** Document extract **
=-=-=-=-=
# Gobblin' Brothers Candy Factory 2012



## austenandrews (Aug 22, 2010)

The Gobblin' Brothers Candy Factory is nearly open for business! The haunt is an expansion of our evil candy machine setup from last year. The exterior is basically the same, as seen in the 2011 thread, with the addition of a large sign of the sort old factories used to put on the roof.

The interior is much improved. Last year we had a simple machine puppet that interacted with ToTs, plus a strobe light and some set dressing. This time out our puppet face is _much_ bigger and more impressive. We've incorporated a Jacob's ladder and a bit more of a light show as the machine "makes" the candy.

I don't have much to show yet in the way of uploaded photos, but we just put up a blog that has a few in-progress pics. We bought an IR security camera last week, so hopefully we'll have some good video to share from the big night.

Two days to go!


----------



## RoxyBlue (Oct 6, 2008)

The sign lettering looks great! I see you have a very solemn little helper, too


----------



## nimblemonkey (Aug 21, 2011)
=-=-=-=-=
** Recorded information **
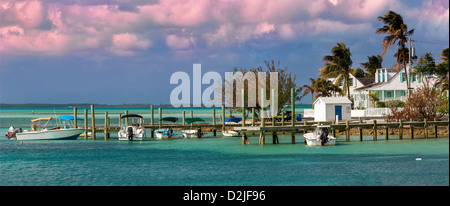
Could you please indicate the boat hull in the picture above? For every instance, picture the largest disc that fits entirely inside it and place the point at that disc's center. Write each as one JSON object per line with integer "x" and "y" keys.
{"x": 231, "y": 134}
{"x": 312, "y": 140}
{"x": 60, "y": 134}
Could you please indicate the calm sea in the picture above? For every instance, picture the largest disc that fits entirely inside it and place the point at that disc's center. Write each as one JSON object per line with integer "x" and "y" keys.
{"x": 214, "y": 160}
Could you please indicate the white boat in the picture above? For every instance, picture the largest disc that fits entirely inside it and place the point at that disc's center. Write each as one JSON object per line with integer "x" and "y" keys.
{"x": 167, "y": 134}
{"x": 132, "y": 130}
{"x": 56, "y": 133}
{"x": 231, "y": 134}
{"x": 320, "y": 137}
{"x": 192, "y": 133}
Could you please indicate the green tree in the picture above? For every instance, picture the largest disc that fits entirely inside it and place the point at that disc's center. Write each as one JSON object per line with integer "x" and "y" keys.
{"x": 338, "y": 65}
{"x": 310, "y": 89}
{"x": 373, "y": 63}
{"x": 396, "y": 32}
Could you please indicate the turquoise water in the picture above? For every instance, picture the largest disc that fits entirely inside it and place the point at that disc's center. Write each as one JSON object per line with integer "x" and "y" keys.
{"x": 224, "y": 161}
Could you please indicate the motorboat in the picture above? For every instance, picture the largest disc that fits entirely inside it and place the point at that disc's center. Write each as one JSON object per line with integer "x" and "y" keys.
{"x": 320, "y": 137}
{"x": 193, "y": 133}
{"x": 168, "y": 133}
{"x": 232, "y": 133}
{"x": 133, "y": 128}
{"x": 56, "y": 133}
=-=-=-=-=
** Request **
Please reproduce the passage from the candy factory thread above, starting with "The interior is" and going on through "(Oct 6, 2008)".

** Solution **
The interior is much improved. Last year we had a simple machine puppet that interacted with ToTs, plus a strobe light and some set dressing. This time out our puppet face is _much_ bigger and more impressive. We've incorporated a Jacob's ladder and a bit more of a light show as the machine "makes" the candy.

I don't have much to show yet in the way of uploaded photos, but we just put up a blog that has a few in-progress pics. We bought an IR security camera last week, so hopefully we'll have some good video to share from the big night.

Two days to go!


----------



## RoxyBlue (Oct 6, 2008)